Task requirements
Rewrite the lines of data below as a numbered list, omitting blank lines and leaving out the pictures.

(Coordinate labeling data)

----------

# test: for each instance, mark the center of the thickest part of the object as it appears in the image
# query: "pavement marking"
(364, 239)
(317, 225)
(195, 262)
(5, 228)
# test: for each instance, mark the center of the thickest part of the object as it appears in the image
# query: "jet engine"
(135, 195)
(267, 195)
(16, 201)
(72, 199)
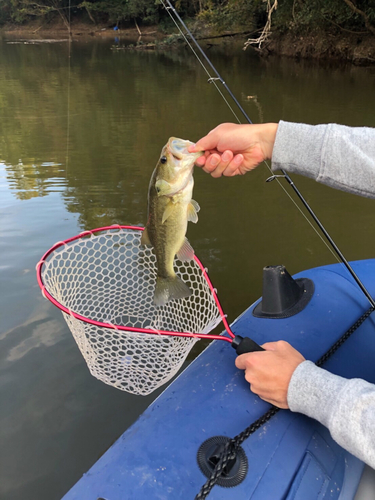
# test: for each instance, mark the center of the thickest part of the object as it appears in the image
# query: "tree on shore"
(257, 16)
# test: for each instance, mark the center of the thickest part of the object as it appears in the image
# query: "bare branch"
(267, 28)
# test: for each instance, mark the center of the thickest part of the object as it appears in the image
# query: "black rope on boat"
(230, 450)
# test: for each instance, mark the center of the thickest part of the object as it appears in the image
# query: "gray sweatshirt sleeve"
(345, 406)
(339, 156)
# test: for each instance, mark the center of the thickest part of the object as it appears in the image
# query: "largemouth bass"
(170, 207)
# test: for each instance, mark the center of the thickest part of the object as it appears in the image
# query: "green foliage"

----------

Complete output
1. # test: for each instance, mark the center of the thickest part of the object as it appears in the image
2. # query: "pavement marking"
3. (364, 239)
4. (317, 225)
5. (195, 262)
6. (5, 228)
7. # test: for each instance, mark the center of the thickest part of the object as it appears in the image
8. # query: "jet engine"
9. (135, 195)
10. (267, 195)
11. (16, 201)
12. (72, 199)
13. # test: for each instance, mark the center of the thickest part of the object as it appears in the image
14. # query: "tree on shore"
15. (257, 16)
16. # test: for each instance, mark the center of the thickest part of the object as it appears in the image
17. # query: "bare branch"
18. (267, 28)
19. # test: for each instance, mark the center of the thickest part of the object as it appears in the image
20. # query: "black rope on boat"
21. (230, 450)
22. # test: for each instance, mark the center of the thickest part of the object as it appears in the image
23. # query: "gray sweatshirt sleeve"
24. (345, 406)
25. (339, 156)
26. # test: for each instance, mark the center of the thickest part of the object as it appears in the image
27. # query: "largemouth bass"
28. (170, 207)
29. # test: for each instance, mark the center of the thickest part of the object as it appears in the image
30. # query: "green foliage"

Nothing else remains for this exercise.